Stated exercise: Can you quote word for word the records below, from their very first line through the line containing "[745,457,805,478]", with both of those lines included?

Data for this exercise:
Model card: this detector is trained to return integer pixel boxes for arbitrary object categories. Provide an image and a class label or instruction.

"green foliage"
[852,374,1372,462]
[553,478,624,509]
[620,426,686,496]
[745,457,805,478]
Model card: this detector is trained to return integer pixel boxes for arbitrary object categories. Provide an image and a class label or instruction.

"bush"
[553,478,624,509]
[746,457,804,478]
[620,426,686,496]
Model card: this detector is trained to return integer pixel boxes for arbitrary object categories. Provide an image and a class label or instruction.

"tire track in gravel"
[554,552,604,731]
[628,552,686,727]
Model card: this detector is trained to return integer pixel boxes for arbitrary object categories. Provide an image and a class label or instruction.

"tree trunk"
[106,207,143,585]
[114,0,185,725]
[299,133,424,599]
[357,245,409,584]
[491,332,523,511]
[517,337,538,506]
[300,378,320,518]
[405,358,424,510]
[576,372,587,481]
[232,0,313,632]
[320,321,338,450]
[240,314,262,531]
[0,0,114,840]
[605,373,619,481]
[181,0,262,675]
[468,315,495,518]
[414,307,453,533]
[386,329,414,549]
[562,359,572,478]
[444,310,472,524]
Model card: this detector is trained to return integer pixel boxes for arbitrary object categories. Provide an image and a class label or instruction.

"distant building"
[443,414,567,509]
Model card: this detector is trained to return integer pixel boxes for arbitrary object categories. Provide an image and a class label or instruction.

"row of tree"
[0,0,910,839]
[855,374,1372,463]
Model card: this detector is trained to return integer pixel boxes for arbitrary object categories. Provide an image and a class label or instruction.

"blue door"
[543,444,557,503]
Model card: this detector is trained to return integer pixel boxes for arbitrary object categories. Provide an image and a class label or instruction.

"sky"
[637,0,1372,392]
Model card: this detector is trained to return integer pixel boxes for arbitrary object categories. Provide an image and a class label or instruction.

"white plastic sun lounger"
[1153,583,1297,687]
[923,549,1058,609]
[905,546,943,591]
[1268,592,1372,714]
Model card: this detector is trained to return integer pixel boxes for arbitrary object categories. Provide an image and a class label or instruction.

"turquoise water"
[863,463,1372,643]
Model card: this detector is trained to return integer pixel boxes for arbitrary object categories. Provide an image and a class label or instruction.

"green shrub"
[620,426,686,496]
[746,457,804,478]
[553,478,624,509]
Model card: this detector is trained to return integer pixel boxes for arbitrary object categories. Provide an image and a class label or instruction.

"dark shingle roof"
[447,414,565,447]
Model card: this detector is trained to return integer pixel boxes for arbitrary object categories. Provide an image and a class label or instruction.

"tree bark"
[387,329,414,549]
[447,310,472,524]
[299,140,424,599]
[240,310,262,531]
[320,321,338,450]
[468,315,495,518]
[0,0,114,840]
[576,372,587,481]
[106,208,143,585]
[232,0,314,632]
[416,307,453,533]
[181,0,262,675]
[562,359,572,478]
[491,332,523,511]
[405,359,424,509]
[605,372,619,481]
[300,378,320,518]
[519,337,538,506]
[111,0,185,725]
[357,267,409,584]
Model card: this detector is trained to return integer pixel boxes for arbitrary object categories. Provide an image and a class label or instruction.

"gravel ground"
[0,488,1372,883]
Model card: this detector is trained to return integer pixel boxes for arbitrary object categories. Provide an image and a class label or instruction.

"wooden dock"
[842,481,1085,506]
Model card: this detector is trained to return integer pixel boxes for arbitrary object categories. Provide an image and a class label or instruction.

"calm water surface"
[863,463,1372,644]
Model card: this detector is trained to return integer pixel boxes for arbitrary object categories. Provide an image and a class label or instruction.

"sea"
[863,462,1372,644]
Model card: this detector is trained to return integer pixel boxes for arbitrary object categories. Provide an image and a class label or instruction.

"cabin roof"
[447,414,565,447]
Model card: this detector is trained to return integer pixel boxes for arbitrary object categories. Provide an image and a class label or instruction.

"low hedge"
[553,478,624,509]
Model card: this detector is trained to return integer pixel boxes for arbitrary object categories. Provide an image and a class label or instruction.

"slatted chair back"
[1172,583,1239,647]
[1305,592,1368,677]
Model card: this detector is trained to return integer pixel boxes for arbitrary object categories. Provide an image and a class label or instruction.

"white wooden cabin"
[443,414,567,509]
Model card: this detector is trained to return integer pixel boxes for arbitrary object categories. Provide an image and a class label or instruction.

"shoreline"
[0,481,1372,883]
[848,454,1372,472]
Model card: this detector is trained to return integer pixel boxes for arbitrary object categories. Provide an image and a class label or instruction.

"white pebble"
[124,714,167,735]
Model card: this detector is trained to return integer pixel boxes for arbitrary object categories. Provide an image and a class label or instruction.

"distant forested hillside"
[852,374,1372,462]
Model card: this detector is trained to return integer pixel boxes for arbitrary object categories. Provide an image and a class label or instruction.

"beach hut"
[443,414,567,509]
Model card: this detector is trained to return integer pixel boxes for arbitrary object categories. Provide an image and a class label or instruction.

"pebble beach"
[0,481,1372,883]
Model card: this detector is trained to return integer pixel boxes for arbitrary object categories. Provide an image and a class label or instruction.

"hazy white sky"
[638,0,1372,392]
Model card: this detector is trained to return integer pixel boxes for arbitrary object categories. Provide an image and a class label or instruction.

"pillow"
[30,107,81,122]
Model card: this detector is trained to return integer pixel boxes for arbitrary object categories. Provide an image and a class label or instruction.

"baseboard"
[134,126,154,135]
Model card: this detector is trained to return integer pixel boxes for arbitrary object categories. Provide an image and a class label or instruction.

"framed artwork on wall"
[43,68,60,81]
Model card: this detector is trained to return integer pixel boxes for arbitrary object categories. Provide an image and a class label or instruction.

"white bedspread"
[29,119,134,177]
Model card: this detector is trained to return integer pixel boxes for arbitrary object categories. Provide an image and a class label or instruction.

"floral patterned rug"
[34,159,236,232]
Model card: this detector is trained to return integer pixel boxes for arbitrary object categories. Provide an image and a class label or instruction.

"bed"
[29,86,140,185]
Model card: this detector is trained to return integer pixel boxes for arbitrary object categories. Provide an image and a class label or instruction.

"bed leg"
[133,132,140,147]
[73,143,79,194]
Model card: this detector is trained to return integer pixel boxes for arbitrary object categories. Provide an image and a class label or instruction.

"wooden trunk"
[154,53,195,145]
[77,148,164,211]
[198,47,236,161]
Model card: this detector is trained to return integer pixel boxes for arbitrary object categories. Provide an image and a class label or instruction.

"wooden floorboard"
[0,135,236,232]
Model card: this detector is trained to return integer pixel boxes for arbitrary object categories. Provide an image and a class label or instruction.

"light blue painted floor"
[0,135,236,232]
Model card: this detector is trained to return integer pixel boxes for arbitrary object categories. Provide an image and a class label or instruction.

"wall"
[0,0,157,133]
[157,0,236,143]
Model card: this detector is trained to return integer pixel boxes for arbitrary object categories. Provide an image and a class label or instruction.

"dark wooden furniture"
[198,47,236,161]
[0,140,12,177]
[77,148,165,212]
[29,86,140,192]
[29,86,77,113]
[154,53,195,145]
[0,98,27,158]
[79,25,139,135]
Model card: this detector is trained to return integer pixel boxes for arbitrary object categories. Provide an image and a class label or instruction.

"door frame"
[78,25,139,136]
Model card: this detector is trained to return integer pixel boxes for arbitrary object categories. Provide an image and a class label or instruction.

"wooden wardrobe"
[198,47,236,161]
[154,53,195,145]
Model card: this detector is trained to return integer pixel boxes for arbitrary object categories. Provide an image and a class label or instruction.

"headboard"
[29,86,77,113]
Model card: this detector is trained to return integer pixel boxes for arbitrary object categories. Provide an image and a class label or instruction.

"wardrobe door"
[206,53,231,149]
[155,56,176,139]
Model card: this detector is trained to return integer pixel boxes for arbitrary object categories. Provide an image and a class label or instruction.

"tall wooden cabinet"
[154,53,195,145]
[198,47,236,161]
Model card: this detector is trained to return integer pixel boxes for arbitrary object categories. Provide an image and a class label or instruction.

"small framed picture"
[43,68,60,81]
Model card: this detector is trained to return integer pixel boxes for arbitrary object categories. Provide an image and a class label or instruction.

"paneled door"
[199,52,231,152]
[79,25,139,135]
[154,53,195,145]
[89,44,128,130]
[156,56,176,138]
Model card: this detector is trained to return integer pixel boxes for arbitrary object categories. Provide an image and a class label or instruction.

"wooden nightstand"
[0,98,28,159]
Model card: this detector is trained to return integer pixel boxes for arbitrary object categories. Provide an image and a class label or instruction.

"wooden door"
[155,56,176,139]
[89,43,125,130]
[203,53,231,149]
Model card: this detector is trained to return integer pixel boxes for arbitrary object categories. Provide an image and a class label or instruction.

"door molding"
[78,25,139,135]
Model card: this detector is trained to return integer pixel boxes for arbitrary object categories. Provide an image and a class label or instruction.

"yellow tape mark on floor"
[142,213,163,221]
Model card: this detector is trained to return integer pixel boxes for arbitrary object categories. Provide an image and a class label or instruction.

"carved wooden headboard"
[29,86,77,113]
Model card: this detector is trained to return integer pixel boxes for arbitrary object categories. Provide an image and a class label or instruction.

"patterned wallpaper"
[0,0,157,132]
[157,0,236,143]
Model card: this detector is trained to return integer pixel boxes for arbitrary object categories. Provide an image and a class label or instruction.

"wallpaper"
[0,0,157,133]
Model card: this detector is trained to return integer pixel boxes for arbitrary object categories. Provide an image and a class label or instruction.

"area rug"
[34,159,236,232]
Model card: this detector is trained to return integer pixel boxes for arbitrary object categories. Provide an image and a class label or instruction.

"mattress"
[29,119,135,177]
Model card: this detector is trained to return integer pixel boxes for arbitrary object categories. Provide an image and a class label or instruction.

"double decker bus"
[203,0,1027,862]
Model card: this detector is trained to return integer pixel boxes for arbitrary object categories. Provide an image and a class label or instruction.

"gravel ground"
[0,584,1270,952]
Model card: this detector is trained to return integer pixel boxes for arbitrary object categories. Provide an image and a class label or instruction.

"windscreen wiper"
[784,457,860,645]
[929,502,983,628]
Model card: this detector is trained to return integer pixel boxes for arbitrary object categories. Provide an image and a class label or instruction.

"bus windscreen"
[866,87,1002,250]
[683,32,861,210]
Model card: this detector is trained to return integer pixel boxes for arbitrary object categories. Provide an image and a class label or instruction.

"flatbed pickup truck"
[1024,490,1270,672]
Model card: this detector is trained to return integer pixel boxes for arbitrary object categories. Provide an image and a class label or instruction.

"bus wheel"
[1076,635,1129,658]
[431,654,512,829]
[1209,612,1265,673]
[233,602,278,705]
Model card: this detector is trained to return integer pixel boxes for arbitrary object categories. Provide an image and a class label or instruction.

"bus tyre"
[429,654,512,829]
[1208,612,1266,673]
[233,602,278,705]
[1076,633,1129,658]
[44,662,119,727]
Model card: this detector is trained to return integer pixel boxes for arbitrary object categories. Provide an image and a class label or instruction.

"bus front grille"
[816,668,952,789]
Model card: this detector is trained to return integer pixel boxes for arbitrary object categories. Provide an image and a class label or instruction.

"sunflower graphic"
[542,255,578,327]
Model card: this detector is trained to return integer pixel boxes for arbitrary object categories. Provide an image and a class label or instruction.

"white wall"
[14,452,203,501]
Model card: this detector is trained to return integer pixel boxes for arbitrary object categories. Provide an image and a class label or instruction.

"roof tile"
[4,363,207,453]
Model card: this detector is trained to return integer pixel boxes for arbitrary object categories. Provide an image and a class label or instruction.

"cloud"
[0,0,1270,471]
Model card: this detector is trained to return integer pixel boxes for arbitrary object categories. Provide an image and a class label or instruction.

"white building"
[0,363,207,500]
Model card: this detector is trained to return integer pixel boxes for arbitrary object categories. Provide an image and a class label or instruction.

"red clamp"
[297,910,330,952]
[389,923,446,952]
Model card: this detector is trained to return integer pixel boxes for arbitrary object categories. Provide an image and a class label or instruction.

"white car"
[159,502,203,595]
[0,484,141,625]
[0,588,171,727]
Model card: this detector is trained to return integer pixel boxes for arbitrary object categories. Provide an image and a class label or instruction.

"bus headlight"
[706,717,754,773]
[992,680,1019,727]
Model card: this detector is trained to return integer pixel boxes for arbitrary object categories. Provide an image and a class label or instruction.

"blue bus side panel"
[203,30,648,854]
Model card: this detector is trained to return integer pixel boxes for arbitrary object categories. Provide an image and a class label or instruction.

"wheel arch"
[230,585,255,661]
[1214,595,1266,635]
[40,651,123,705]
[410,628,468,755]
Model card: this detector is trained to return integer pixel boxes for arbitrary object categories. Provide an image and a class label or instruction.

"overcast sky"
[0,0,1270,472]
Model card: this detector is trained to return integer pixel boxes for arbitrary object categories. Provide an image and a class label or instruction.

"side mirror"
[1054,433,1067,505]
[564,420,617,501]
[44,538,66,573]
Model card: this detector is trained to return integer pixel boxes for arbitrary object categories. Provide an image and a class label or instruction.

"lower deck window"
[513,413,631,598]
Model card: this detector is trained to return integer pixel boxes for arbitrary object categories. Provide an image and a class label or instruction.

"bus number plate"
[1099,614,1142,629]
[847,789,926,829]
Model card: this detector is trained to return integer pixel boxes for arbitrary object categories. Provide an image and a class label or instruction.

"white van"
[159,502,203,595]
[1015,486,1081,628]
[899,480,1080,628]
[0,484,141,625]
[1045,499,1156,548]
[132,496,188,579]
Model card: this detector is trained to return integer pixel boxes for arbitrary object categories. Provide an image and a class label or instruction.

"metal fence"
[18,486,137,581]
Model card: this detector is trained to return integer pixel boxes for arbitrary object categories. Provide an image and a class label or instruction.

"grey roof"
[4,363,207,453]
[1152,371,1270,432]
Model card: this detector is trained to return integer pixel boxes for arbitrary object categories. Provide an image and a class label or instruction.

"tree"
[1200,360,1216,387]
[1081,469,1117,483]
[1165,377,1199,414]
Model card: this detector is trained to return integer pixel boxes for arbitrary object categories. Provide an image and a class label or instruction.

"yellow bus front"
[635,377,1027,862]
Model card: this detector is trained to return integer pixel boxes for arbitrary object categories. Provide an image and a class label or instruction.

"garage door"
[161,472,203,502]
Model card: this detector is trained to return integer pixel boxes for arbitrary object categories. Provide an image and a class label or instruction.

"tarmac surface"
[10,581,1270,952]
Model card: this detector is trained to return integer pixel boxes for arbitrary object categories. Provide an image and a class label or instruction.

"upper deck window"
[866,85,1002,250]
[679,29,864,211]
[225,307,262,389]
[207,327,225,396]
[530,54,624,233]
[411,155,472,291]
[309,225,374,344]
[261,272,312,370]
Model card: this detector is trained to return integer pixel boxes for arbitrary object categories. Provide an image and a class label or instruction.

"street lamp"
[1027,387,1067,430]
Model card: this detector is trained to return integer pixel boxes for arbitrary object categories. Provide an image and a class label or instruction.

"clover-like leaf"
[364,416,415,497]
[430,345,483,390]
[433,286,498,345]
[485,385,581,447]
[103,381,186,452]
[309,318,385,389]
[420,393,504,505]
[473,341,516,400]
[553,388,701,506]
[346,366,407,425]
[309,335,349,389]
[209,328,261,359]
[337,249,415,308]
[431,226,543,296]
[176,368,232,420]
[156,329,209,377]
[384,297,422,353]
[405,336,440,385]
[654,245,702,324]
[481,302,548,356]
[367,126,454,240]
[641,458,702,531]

Task answer:
Model card: this detector is trained to return integer pixel boxes for arbitrary object categories. Provide an image and a class label or instruction.

"green foliage"
[852,374,1372,462]
[553,478,624,509]
[620,426,686,496]
[745,457,805,478]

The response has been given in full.